*TEXT SHOWN*
━━━━━━━━━━
The darkness comes suddenly. Just past the first curve of the S, a gray ceiling of concrete closes in. The falls roar and traffic grinds overhead. For a moment, it's as if you've shut out the whole world. Then, as quickly as it came, it's gone. A bath of bright light and greenery takes its place.
Heading east on the Centennial Trail beneath the Monroe Street Bridge, just where the darkness turns to light, what's left now is a set of tire marks and a dark spot on the gravel. Earlier this month it was a gruesome scene, where 18-year-old Quintin Horseman was biking to work when he slammed into a bridge support, crushing his skull and cutting short a hard life in which hope was finally beginning to peek through the cracks.
Horseman had been biking to Spokane Valley with his mentor, Eric, who has asked the Inlander not to publish his last name. When Eric heard the crumpling of metal behind him and turned back, the severity of what had happened was unmistakable. He called an ambulance, and less than three days later Horseman's family had removed him from life support.
"It was pretty clear from the get-go that he wasn't coming back," Eric says.
The accident has left Eric calling on the city to make that portion of the trail safer, as a web of family and friends navigate the loss of a young man who was working to improve himself.
━━━━━━━━━━
*CHECK YOUR UNDERSTANDING*
1 - List every named place (trails, bridges, or areas) mentioned in the article about the Centennial Trail crash.
2 - Shorten the paragraph of the article about the Centennial Trail crash that begins "Horseman had been biking to Spokane Valley" into two sentences, keeping its main facts.
3 - Print the stretch of the article about the Centennial Trail crash from "Heading east on" through "through the cracks." word for word.
━━━━━━━━━━
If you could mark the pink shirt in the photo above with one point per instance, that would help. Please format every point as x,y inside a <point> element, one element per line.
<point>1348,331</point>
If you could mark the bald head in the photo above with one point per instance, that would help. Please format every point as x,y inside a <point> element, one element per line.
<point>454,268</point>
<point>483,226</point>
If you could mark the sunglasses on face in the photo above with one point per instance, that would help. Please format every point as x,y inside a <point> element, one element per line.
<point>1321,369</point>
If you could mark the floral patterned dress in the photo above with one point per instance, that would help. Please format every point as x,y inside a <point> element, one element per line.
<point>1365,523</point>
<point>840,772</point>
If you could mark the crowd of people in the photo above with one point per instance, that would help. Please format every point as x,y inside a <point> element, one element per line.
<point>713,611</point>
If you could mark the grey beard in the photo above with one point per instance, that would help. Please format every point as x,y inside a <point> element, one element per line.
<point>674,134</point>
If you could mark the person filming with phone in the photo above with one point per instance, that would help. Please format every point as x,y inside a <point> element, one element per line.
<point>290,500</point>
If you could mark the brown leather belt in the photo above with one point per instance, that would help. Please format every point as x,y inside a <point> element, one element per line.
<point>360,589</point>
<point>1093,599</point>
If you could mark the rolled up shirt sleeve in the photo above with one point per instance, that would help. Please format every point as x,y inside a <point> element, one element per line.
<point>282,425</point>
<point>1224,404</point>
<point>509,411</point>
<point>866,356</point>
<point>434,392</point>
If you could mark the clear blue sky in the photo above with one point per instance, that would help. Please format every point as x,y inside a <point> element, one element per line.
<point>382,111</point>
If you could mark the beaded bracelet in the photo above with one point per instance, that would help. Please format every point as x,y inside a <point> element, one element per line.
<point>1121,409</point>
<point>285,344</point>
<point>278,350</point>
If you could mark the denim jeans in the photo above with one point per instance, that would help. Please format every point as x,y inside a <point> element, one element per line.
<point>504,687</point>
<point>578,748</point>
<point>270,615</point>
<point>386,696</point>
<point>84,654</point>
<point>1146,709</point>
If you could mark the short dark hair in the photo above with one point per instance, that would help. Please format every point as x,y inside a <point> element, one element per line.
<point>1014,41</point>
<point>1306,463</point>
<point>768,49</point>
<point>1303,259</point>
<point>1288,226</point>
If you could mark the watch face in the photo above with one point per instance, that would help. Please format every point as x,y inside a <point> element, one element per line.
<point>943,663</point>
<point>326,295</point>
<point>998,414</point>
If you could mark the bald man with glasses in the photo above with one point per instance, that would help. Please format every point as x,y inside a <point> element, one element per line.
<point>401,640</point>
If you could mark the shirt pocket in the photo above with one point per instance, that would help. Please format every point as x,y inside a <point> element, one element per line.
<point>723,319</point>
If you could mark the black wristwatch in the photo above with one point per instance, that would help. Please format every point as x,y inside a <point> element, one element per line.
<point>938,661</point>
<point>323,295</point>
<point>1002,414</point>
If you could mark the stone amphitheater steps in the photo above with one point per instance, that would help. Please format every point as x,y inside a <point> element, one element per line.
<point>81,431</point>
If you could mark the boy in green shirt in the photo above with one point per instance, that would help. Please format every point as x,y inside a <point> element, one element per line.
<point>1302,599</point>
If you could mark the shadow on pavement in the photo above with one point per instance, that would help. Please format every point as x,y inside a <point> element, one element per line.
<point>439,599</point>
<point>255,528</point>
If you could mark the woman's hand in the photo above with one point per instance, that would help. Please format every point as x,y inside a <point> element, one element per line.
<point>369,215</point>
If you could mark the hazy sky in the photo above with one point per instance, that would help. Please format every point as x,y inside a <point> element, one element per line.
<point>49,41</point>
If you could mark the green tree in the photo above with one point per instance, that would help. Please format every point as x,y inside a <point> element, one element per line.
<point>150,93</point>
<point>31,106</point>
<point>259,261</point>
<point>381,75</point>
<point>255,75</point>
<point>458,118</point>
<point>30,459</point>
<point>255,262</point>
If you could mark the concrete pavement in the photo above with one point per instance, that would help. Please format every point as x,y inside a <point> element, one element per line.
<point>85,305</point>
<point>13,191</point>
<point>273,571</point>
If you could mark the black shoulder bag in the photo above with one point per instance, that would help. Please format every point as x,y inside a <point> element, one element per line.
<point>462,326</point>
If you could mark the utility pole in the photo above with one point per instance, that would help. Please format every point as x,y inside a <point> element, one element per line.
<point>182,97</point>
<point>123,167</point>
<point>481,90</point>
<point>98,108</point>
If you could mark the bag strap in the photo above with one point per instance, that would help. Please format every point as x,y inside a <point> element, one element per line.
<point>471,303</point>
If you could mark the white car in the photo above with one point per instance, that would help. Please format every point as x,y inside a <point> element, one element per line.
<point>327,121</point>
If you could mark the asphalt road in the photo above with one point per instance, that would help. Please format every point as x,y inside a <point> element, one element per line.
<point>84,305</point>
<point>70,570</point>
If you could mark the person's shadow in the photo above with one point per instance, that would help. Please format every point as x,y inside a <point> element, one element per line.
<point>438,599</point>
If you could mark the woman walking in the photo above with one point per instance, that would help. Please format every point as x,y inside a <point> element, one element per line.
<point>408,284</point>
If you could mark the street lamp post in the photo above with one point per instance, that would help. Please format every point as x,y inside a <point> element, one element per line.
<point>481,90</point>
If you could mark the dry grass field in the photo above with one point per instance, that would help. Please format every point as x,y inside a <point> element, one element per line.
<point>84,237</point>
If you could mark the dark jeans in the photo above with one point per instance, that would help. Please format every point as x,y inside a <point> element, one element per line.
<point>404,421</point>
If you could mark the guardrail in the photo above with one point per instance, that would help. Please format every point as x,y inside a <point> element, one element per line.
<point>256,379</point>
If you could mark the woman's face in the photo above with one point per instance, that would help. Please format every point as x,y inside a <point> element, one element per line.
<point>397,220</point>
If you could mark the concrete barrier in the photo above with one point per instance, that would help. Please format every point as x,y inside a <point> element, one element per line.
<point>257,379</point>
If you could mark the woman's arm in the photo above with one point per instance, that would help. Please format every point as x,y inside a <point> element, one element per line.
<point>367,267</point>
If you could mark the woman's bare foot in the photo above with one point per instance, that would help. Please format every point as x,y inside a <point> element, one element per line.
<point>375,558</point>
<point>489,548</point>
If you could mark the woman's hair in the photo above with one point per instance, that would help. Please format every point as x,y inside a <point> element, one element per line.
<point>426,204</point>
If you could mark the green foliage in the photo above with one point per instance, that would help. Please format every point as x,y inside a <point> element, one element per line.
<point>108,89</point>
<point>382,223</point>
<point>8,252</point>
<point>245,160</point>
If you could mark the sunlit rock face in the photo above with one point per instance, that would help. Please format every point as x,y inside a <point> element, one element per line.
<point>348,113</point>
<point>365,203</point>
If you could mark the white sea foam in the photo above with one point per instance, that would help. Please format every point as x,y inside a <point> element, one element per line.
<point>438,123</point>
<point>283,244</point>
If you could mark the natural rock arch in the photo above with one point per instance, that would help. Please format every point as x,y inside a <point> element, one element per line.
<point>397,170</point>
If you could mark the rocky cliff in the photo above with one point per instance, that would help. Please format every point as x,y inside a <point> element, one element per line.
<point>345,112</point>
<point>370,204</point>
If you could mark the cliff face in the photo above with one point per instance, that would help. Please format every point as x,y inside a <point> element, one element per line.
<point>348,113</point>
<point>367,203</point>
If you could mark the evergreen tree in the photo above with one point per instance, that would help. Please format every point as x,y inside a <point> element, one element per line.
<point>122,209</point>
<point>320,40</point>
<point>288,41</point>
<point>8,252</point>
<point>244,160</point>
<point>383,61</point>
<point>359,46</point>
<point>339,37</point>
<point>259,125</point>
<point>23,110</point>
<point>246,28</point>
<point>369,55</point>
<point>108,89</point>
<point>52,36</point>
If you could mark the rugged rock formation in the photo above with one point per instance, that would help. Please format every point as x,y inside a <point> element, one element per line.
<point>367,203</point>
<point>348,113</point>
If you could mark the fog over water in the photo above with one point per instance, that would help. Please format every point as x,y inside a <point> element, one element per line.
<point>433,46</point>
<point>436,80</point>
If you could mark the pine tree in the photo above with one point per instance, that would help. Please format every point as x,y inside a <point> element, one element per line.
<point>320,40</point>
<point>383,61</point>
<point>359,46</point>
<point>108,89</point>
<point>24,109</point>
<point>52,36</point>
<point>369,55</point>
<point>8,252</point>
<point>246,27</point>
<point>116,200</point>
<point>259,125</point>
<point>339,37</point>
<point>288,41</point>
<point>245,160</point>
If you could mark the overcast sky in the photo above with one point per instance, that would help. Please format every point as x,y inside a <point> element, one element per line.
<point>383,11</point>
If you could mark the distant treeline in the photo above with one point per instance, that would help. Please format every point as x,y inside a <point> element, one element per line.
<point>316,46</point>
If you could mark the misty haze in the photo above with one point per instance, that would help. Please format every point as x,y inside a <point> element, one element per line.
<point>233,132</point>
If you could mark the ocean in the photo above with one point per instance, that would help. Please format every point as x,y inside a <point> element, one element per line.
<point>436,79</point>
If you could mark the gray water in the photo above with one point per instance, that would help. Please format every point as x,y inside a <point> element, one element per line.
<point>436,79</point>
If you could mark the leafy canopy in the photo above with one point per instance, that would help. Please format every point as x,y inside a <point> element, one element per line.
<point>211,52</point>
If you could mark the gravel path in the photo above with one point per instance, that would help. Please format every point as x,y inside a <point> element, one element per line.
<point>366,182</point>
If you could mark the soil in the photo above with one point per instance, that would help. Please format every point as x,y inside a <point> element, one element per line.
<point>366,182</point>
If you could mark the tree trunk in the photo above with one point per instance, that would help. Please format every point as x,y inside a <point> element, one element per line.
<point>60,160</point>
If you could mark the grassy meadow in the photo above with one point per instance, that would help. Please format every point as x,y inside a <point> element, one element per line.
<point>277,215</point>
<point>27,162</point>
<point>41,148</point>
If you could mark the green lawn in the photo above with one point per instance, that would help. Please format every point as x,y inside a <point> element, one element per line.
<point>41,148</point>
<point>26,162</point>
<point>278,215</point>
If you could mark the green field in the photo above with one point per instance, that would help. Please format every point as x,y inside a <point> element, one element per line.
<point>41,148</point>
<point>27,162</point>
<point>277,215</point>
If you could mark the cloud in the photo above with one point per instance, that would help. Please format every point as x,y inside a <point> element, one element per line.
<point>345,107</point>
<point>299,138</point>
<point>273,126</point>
━━━━━━━━━━
*ANSWERS TO THE PROBLEMS*
1 -
Centennial Trail
Monroe Street Bridge
Spokane Valley

2 - Horseman was biking to Spokane Valley with his mentor, Eric, who heard the crash behind him, saw how serious it was, and called an ambulance. Less than three days later, Horseman's family removed him from life support.

3 -
Heading east on the Centennial Trail beneath the Monroe Street Bridge, just where the darkness turns to light, what's left now is a set of tire marks and a dark spot on the gravel. Earlier this month it was a gruesome scene, where 18-year-old Quintin Horseman was biking to work when he slammed into a bridge support, crushing his skull and cutting short a hard life in which hope was finally beginning to peek through the cracks.